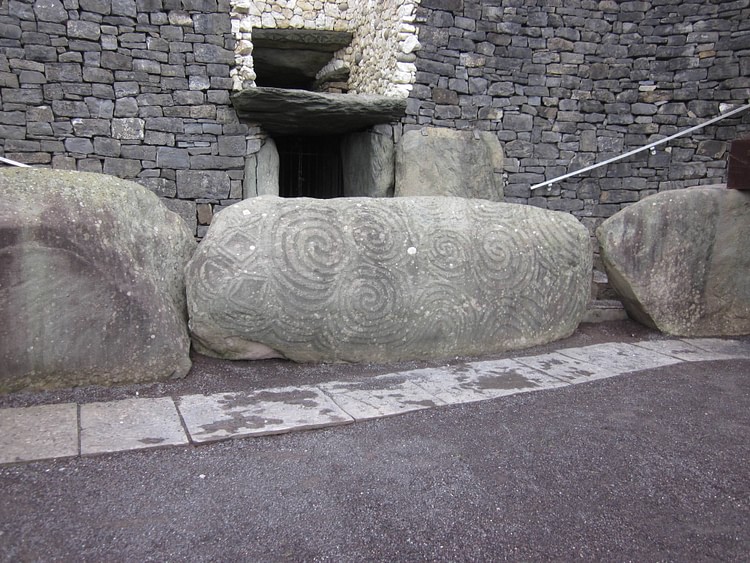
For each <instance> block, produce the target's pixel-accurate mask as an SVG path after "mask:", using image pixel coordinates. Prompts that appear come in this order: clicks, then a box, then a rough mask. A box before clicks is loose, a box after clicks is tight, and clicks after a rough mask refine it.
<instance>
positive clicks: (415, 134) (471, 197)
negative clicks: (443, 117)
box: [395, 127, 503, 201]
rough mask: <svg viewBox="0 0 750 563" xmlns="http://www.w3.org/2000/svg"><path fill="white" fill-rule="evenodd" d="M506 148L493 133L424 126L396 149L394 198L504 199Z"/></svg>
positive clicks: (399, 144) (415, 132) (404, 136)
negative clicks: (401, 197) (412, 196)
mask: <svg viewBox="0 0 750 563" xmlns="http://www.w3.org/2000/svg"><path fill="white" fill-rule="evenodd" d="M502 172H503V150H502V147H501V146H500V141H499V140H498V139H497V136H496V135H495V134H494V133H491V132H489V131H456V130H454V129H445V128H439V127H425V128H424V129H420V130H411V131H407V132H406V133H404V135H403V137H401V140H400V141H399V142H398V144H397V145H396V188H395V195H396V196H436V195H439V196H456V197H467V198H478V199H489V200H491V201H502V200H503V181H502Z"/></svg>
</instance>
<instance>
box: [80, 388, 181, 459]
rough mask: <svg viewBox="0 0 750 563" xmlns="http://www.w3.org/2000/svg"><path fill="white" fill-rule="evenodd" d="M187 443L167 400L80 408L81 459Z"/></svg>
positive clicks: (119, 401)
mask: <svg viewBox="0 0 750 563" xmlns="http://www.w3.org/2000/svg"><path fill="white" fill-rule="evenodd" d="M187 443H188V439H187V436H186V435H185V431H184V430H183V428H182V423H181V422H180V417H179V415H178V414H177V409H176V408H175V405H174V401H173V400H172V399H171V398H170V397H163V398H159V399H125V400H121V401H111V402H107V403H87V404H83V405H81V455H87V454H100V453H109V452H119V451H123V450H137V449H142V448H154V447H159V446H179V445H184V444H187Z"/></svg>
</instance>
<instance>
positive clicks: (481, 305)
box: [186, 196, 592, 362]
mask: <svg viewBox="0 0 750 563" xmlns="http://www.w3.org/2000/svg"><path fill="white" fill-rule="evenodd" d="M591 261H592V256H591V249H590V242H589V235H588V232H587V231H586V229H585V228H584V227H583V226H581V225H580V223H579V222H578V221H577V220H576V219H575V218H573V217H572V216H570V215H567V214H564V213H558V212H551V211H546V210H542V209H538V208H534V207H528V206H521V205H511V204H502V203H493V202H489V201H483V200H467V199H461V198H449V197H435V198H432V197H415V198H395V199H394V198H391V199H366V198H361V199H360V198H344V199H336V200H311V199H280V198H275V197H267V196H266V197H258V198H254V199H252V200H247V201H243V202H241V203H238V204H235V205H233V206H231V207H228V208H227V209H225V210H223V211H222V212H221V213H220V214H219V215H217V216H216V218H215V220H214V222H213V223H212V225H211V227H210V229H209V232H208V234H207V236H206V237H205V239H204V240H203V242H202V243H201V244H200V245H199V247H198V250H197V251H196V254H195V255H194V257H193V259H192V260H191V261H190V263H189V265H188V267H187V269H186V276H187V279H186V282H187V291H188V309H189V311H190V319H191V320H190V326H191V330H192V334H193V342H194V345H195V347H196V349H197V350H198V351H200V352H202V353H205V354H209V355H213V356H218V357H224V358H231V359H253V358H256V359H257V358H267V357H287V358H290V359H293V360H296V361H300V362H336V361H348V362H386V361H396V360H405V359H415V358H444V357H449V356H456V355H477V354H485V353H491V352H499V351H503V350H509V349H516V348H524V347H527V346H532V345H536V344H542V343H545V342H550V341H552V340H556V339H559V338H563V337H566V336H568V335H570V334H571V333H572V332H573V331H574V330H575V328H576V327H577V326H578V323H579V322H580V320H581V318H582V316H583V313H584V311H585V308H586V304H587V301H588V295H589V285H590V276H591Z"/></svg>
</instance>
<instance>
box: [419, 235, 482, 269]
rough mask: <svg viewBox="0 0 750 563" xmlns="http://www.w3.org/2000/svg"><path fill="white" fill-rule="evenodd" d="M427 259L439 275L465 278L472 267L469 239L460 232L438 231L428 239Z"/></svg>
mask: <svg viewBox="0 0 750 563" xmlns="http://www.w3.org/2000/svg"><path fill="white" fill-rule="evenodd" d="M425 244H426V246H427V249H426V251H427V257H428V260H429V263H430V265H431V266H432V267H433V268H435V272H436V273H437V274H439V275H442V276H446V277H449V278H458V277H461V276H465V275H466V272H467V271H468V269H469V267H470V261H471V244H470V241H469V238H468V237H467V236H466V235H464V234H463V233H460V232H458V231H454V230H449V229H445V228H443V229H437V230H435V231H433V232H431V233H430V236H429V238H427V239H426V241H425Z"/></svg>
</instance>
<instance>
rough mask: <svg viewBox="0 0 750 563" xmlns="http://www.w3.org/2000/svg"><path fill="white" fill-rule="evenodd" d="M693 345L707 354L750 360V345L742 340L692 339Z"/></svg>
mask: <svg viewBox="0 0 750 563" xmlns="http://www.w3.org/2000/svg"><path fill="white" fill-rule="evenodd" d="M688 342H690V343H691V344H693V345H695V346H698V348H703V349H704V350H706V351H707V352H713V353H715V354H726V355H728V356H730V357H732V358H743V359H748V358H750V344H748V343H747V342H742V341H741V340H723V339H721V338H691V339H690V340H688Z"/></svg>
--------------------------------------------------
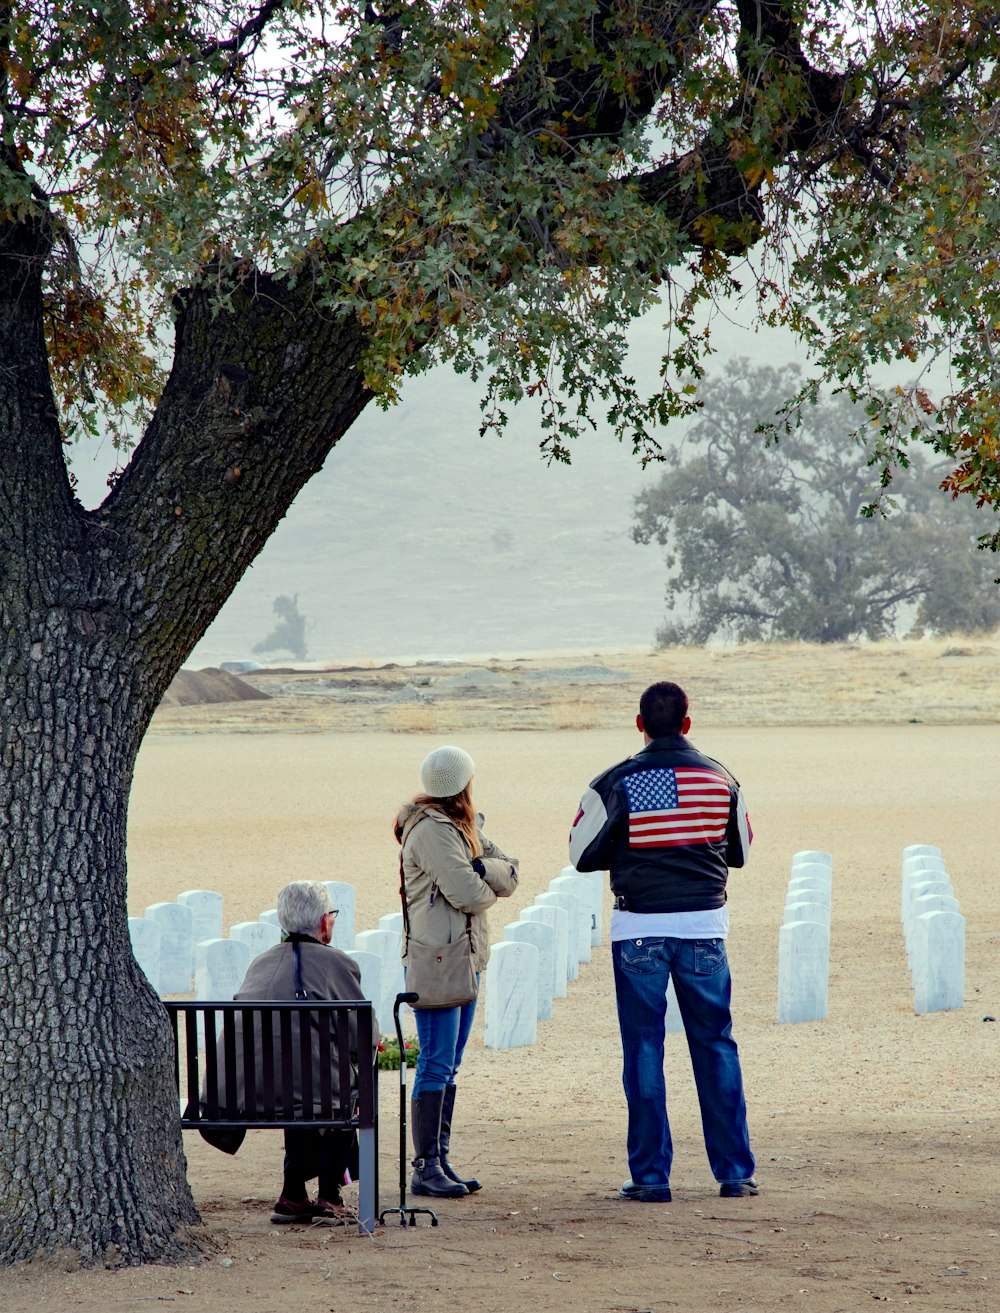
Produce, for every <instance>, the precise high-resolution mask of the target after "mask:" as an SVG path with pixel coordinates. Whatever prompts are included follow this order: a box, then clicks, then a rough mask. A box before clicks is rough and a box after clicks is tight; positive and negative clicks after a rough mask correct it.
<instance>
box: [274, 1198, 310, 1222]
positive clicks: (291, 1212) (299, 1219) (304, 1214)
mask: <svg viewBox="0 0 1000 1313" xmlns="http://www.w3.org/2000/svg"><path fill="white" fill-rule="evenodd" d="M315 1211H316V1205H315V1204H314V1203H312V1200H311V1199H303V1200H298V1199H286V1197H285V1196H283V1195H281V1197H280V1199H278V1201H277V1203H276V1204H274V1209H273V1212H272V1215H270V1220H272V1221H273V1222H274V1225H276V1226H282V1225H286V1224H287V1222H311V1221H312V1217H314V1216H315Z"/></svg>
--------------------------------------------------
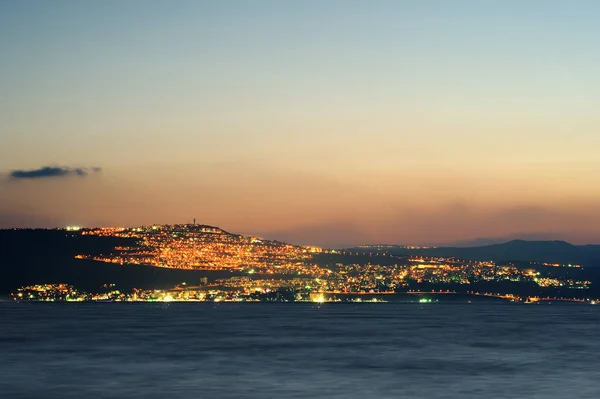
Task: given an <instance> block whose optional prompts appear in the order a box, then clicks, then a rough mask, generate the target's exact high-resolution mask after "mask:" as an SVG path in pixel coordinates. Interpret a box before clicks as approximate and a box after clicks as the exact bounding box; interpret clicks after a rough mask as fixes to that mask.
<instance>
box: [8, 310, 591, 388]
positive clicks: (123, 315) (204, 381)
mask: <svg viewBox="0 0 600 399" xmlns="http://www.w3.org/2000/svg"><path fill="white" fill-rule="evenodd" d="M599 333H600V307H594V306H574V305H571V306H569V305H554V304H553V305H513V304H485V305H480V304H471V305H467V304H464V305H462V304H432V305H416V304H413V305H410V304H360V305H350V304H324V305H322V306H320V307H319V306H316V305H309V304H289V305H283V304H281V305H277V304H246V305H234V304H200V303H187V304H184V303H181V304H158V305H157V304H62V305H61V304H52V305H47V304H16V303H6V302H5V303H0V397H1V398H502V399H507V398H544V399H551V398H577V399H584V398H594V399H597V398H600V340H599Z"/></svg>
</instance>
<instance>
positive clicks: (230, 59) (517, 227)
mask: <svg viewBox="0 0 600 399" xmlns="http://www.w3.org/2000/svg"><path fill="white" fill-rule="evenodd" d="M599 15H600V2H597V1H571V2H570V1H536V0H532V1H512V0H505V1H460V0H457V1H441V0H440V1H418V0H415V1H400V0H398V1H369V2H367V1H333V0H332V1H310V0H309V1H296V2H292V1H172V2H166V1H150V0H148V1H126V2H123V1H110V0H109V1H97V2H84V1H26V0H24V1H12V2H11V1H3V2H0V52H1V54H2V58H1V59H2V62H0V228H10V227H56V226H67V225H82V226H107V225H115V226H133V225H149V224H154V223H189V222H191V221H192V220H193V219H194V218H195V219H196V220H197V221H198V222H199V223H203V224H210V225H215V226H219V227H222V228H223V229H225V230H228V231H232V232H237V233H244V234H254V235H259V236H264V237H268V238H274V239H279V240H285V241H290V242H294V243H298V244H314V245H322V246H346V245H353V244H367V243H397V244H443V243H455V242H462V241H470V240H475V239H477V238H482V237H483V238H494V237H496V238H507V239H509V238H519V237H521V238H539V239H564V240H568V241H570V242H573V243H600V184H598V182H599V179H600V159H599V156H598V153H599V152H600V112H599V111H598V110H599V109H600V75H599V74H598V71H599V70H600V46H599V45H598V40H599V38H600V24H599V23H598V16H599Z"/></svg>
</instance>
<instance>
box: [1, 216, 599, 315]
--------------------------------------------------
> [Your task] Go through the listing above and find each line that contains "high", then copy it.

> [Answer area]
Produce, for every <instance>, the precise high-resolution mask of the target after "mask:" as an SVG path with pixel coordinates. Whatever prompts are included follow this order: a box, then clicks, then a rough mask. A box before clicks is rough and a box after clicks is tight; positive and negative clicks after a rough mask correct it.
Task: given an <instance> block whose optional prompts appear in the order a box, then clicks, then a rough mask, generate the target's exact high-resolution mask after "mask:" as an SVG path in pixel coordinates. Interpret a box before clicks as approximate and a box after clicks as the exact bounding box; interpret clicks after a rough mask as fixes to that mask.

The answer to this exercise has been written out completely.